### INSTRUCTIONS FOR THE TASK
Take the line containing "Detection query: is any wooden box slat" and all lines after it to the end of the records, and output them exactly.

### SUPPLIED DATA
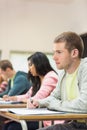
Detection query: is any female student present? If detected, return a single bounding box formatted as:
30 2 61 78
2 52 58 130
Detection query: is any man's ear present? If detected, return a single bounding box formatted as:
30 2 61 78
71 49 79 58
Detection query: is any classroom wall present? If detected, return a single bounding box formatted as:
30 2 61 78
0 0 87 59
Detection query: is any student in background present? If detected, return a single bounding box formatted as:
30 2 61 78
0 74 8 93
2 52 58 130
0 60 31 97
31 32 87 130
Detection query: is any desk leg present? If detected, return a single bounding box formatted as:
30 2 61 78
20 120 28 130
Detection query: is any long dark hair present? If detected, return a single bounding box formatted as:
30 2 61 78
27 52 54 96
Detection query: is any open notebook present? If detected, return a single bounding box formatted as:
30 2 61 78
0 100 23 104
8 108 64 115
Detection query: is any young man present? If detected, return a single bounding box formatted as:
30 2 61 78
0 60 31 97
30 32 87 130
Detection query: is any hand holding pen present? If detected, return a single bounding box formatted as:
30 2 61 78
27 98 39 108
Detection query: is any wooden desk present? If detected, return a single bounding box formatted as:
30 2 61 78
0 112 87 130
0 103 26 108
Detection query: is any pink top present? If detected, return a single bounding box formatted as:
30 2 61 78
17 71 63 126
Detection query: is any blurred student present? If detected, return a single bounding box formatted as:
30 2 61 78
0 60 31 97
0 74 8 93
2 52 58 130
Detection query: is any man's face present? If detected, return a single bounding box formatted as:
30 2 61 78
53 42 73 70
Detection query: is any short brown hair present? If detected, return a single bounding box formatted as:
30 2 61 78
54 32 84 58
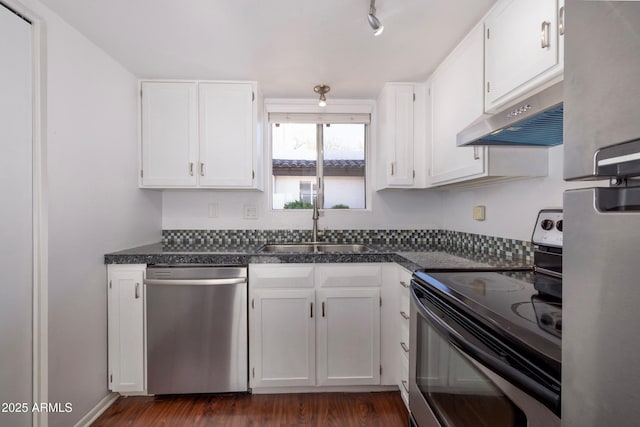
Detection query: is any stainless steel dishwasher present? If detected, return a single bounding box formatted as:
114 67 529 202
144 265 249 394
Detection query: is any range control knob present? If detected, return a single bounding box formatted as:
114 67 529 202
540 313 553 326
540 219 553 230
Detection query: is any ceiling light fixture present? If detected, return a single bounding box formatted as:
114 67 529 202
313 85 331 107
367 0 384 36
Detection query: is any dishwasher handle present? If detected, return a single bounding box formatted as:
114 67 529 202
144 277 247 286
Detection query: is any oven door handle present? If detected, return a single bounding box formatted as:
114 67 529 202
411 285 560 414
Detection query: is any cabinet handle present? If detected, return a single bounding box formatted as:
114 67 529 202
540 21 551 49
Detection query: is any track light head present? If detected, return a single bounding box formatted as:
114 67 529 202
313 85 331 107
367 0 384 36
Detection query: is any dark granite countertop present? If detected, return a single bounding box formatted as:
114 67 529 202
104 243 529 271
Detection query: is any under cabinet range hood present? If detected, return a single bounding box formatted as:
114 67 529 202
456 83 563 147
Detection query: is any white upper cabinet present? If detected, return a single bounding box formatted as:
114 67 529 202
431 21 485 185
377 83 426 189
198 83 257 188
484 0 564 112
141 82 198 187
140 81 260 189
430 23 548 188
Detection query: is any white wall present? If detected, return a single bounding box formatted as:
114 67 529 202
162 189 442 230
441 145 601 241
0 5 34 427
24 0 161 426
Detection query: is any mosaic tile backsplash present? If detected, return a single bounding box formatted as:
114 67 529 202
162 230 534 262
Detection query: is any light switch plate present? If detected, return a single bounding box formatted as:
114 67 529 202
209 203 218 218
243 205 258 219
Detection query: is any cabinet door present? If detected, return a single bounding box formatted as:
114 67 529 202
317 288 380 385
198 83 255 188
431 25 485 185
250 289 316 387
141 82 198 187
108 265 146 393
379 83 414 187
485 0 562 111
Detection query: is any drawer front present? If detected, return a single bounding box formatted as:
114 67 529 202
315 263 382 288
249 264 313 288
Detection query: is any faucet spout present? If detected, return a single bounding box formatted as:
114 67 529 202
311 196 320 243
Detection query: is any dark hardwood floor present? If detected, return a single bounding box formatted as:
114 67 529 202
92 392 408 427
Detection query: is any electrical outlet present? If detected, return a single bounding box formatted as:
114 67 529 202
473 205 485 221
244 205 258 219
209 203 218 218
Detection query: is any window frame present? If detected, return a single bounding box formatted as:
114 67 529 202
264 99 376 215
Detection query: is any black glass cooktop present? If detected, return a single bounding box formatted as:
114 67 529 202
414 270 562 372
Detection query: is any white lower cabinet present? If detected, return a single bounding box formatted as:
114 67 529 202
107 264 147 394
395 266 412 409
249 264 381 389
250 289 316 387
316 288 381 385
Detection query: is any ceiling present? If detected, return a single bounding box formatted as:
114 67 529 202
41 0 495 99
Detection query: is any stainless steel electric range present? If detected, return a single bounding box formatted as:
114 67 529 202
409 210 562 427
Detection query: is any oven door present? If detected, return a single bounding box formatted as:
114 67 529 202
409 284 560 427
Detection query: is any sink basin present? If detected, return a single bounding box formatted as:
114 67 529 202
260 243 315 254
260 243 369 254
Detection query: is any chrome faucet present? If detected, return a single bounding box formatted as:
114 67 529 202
311 196 320 243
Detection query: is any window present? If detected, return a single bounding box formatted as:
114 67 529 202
269 113 369 209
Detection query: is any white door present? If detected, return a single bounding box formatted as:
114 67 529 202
141 82 198 187
388 84 414 186
198 83 255 188
431 25 485 184
0 4 33 426
107 265 145 393
317 288 380 385
250 289 317 387
485 0 559 110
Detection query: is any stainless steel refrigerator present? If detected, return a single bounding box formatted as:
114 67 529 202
562 0 640 427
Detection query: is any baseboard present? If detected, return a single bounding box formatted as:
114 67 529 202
251 385 398 394
74 393 120 427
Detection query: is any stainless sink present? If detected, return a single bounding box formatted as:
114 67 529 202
260 243 369 254
260 243 316 253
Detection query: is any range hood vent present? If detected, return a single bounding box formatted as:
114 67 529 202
456 83 563 147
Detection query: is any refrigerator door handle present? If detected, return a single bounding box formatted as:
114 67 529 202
594 187 640 213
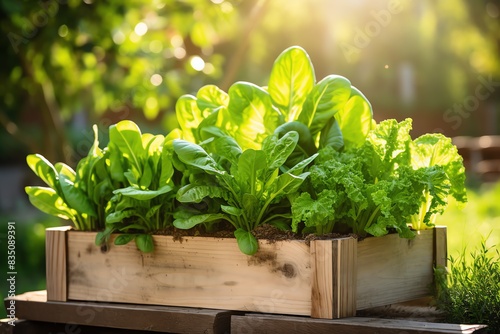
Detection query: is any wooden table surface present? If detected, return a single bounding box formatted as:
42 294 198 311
0 291 485 334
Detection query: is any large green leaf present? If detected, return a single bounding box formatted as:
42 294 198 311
262 131 299 172
174 212 226 230
227 82 280 150
212 136 242 165
106 209 138 225
176 183 228 203
174 139 223 174
318 117 344 151
135 234 155 253
235 149 267 194
109 120 146 173
268 46 316 122
26 154 57 189
411 133 467 203
175 95 203 142
335 87 374 149
196 85 229 112
113 185 173 201
59 173 97 217
298 75 351 137
25 187 73 220
75 124 103 197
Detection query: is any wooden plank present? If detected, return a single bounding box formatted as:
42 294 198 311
0 320 146 334
231 314 486 334
6 291 231 333
311 238 357 319
45 226 71 301
68 231 311 315
311 240 333 319
333 238 358 318
356 229 434 310
434 226 448 268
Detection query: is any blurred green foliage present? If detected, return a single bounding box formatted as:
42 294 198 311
0 0 500 166
0 214 60 319
0 0 500 320
436 182 500 261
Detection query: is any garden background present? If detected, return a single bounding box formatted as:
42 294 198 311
0 0 500 317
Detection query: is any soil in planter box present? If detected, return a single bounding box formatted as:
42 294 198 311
157 223 359 244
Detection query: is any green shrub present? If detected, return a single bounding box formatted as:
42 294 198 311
436 240 500 333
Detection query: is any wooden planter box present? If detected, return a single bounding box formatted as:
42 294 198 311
46 227 446 319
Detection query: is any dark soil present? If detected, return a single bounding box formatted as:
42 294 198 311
156 224 358 244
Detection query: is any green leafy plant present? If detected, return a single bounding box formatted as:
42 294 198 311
176 46 374 158
174 131 316 255
26 121 181 252
26 46 466 254
96 121 180 252
292 119 466 238
435 241 500 333
25 126 106 230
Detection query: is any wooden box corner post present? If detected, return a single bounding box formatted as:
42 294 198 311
45 226 71 302
311 238 357 319
434 226 448 268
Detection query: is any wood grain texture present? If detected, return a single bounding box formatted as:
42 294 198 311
231 314 486 334
45 226 71 301
47 229 446 319
356 229 434 310
311 238 357 319
434 226 448 268
68 232 311 315
4 291 231 334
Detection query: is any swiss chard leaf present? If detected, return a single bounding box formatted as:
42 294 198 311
268 46 316 122
234 228 259 255
174 139 223 174
26 154 57 189
114 234 135 245
109 120 145 175
135 234 155 253
335 86 374 148
227 82 280 149
298 75 351 137
113 185 173 201
25 186 74 220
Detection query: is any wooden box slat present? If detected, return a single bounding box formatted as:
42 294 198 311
47 228 446 319
356 227 446 310
6 291 231 334
45 226 71 301
231 314 486 334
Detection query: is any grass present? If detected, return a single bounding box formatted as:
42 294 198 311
436 182 500 261
436 242 500 333
436 182 500 333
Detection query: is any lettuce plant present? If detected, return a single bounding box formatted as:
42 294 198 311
26 46 466 254
176 46 374 157
174 131 316 255
292 119 466 238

### COMPLETED EXERCISE
Detection query: is any wooden box slat present? If detected, return a single bounding box formatted as:
42 294 198 311
47 228 446 319
356 227 446 310
6 291 231 334
45 226 71 301
231 314 486 334
Detection query: is any grass present? If detected, return a single bounding box formatted as:
42 294 198 311
436 182 500 261
436 242 500 333
436 182 500 333
Detection query: is any lettuce plant present? If detected, return a single bounding box formatted as:
42 294 198 311
26 46 466 254
176 46 374 157
174 131 316 255
292 119 466 238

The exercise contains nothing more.